## Description of the task
Locate every line in the material below that contains the word "hill", and copy each of those lines in full.

## Records provided
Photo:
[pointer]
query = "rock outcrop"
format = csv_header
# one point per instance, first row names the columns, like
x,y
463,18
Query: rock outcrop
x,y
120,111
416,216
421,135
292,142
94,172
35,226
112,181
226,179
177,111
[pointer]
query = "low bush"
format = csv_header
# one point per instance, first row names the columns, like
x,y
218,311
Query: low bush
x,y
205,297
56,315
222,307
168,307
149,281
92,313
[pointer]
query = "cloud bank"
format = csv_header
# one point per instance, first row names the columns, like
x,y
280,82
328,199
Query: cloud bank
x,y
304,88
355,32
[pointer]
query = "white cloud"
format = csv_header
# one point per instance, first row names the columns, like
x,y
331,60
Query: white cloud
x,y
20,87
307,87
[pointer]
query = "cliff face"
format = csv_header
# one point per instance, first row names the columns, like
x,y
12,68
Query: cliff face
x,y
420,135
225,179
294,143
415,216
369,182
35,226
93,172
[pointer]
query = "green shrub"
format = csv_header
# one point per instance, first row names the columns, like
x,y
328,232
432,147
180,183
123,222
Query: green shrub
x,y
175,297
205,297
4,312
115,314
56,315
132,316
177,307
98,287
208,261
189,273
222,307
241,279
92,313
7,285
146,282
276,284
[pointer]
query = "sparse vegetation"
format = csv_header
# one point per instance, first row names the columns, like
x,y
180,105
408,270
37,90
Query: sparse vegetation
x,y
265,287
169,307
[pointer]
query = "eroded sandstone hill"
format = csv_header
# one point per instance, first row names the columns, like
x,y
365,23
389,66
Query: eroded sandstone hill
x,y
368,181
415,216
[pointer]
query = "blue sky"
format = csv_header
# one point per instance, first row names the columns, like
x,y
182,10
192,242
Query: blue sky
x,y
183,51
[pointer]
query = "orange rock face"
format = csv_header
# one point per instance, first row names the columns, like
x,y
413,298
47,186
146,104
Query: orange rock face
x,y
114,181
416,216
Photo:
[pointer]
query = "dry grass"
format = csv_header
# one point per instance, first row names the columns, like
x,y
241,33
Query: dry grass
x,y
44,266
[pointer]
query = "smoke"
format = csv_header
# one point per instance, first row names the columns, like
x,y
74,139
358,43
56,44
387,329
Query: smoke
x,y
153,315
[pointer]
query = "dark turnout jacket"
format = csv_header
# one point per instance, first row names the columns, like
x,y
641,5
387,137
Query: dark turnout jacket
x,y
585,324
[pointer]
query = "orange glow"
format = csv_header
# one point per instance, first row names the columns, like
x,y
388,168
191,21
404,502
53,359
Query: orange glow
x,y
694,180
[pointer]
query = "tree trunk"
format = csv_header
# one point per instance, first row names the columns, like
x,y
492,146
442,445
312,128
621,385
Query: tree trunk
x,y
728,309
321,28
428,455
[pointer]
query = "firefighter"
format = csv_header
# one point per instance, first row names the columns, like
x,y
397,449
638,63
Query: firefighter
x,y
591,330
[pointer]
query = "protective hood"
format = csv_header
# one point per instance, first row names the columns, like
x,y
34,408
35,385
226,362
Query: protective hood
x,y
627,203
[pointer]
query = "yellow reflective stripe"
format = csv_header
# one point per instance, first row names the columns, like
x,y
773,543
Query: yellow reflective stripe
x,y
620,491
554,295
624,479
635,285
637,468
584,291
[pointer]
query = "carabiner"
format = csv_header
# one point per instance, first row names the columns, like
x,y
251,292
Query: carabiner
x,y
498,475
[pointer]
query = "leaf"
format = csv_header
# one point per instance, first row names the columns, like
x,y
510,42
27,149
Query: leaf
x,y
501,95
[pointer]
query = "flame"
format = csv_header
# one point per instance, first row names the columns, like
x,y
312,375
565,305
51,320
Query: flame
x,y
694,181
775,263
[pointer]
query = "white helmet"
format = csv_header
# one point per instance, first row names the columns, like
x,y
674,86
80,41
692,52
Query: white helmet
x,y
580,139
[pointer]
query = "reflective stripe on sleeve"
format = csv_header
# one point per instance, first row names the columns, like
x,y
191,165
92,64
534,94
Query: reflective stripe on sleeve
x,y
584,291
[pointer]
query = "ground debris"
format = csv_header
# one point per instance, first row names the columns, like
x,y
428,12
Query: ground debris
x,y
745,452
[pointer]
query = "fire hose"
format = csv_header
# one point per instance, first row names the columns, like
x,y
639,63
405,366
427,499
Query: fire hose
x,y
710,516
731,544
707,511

## Exercise response
query = "eroded sandstone hill"
Query: eroded sandstone hill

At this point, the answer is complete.